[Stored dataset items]
-*-*-

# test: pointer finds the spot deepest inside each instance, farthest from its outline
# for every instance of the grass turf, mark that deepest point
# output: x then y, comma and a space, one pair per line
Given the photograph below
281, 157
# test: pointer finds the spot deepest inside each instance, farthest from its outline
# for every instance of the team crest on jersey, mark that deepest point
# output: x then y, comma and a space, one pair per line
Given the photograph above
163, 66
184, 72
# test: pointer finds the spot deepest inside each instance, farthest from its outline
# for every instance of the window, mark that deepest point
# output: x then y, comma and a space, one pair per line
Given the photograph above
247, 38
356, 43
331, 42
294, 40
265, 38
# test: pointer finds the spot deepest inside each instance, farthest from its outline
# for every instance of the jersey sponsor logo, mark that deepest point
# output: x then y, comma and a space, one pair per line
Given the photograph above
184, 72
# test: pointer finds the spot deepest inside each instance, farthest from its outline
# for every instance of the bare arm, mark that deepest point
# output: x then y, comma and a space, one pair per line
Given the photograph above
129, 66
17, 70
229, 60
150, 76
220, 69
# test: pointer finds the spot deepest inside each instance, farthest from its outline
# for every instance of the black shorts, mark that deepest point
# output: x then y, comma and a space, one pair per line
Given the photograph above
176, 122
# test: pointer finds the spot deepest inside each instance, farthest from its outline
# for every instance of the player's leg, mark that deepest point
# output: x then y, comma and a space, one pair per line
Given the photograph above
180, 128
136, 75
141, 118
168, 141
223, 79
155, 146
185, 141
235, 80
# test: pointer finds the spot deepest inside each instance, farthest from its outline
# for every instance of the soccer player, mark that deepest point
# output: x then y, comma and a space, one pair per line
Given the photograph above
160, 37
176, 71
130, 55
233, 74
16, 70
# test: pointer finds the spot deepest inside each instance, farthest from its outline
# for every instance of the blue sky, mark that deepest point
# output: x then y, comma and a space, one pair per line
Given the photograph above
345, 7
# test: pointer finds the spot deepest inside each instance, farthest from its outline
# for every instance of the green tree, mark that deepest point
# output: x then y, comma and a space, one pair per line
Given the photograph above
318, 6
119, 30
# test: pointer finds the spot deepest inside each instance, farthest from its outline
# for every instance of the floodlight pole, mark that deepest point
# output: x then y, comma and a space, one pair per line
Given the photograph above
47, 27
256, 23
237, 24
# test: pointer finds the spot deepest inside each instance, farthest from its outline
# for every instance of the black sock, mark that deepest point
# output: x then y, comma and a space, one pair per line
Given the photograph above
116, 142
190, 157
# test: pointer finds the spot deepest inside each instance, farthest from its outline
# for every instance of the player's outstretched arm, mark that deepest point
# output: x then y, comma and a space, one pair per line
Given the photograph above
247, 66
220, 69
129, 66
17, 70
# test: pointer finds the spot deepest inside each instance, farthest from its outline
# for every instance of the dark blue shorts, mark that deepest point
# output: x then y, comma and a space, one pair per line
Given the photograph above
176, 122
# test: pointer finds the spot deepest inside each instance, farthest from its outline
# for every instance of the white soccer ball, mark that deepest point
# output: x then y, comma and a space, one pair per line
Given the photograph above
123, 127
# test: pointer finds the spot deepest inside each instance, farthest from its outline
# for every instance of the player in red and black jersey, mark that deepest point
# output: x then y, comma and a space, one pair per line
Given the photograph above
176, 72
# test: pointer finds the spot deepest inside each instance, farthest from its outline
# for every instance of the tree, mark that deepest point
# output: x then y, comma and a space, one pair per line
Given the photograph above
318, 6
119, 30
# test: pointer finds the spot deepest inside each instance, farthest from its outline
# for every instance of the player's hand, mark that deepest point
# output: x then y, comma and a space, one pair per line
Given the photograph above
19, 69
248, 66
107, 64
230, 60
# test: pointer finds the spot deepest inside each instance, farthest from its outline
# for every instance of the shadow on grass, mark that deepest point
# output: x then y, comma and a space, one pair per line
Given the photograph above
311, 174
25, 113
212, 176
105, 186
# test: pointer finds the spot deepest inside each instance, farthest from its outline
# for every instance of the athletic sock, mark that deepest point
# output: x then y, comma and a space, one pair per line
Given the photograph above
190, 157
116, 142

-*-*-

TASK OBJECTIVE
In this exercise, repeat all entries exactly.

EXPECTED ANSWER
# test: pointer finds the spot deepest inside each instance, farthest from its outline
# for every instance of the grass turf, mark that deepest point
# output: x then y, comma and a space, one pair per line
Given the photograph below
281, 157
# test: pointer finds the spot deepest inside each instance, farthest from its outline
# for every instance of the team crest on jersey, mark that deepest point
# output: x then y, comma and a space, one pair per line
Given the photograph above
163, 66
184, 72
# test: pointer finds the spot deepest inside each instance, farthest from its outline
# for every instance of the window, mark that deepest point
# output: x then y, comma and a space, one pair per line
Given the photograph above
247, 38
356, 43
331, 42
294, 40
265, 38
# test: pointer finds the spot deepest inside each instance, farthest from its outline
# for every instance of the jersey sponsor logo, mark that deepest point
# output: x then y, comma and a space, one pair per line
Given the photograph above
184, 72
# test: pointer finds the spot deepest inside each instance, farthest from its outline
# for every instance of the bare arm, mark that deepest point
# output: x then y, comma and a space, one pair per line
Given the photograph above
129, 66
17, 70
229, 60
150, 76
220, 69
# test: pointer finds the spot deepest inside each instance, farthest from its outline
# for every instance of the black shorts, mark that deepest point
# output: x then y, comma and a space, one pair per line
Given the photograph above
176, 122
# test: pointer finds the spot deepest inside each instance, farthest from its outline
# for every instance of the player's leg, mark that deepest point
# output: x then y, comma and a space, one pair per line
Given the photograph above
180, 128
136, 75
141, 118
168, 141
223, 79
155, 146
185, 141
235, 80
# test: pointer finds the spot deepest inside each instance, farthest from its outline
# for every instance of the soccer player, mark that deepest point
# output: x then y, comma and a space, one pair per line
Given the photograph above
160, 37
176, 71
130, 55
233, 74
16, 70
# test: pointer finds the spot deepest inside each instance, farthest from its outline
# for every instance of the blue sky, mark that deepest point
# output: x then y, comma and a space, one pair per line
Given the photograph above
345, 7
# test: pointer finds the spot deepest inside each instance, farthest from its outline
# for every instance of the green tree, mark that deepest point
# output: x then y, comma and a space, one pair per line
Given the photograph above
318, 6
119, 30
# test: pointer finds the spot deepest inside each instance, farthest from its outline
# for every instance of the floodlight pole, mark that deepest point
# output: x then y, comma and a space, one pair per line
Given the photograph above
47, 27
256, 23
237, 24
# test: pointer finds the spot deepest inside each instance, farthest from its outline
# for every instance of the black sock, mark that deepest point
# output: x then y, comma and a space, one pair per line
Given the photograph above
116, 142
190, 157
# test: pointer finds the spot deepest inside each instance, farthest from its outline
# for every instance of the player's outstretched arm, mark that deepest point
# output: x then y, comma and a space, one pair per line
Given the photograph above
247, 66
220, 69
129, 66
17, 70
# test: pointer finds the spot deepest inside each instance, farthest from its outline
# for every instance of the dark blue shorts, mark that deepest point
# output: x then y, comma and a space, one pair per line
Given the photograph above
176, 122
# test: pointer finds the spot deepest inside each instance, farthest from its outline
# for every instance of the white soccer ball, mark that deepest point
# output: x then y, comma and a space, one pair per line
Given the photograph above
123, 127
# test: pointer finds the spot deepest inside each instance, farthest from its outline
# for every instance of the player in red and black jersey, mark that deepest point
# output: x then y, comma and a space, one pair per line
Given the photograph above
176, 72
# test: pointer finds the spot deepest inside each instance, farthest from its outline
# for every instance of the tree, mark that deepest point
# output: x then y, comma and a space, one pair per line
Given the photograph above
318, 6
119, 30
# test: pointer finds the spot deepest inside each instance, farthest from its outline
# for every instance of the player's hand, mark that deepest point
# output: x then y, comma and a space, one pair per line
Given the photograph above
19, 69
248, 66
107, 64
230, 60
# test: pointer finds the spot deepest inside each instance, farthest from its outline
# for every instance of the shadow on grass, mark that deepest point
# output: x then y, comma and a space, one pair per line
Given the photograph above
311, 174
25, 113
212, 176
105, 186
# test: pointer finds the spot deepest inside each instance, farthest from its outline
# for every instance of the athletic sock, mark that deepest point
# output: x then y, comma and a space, one pair per line
Given the photograph above
190, 157
116, 142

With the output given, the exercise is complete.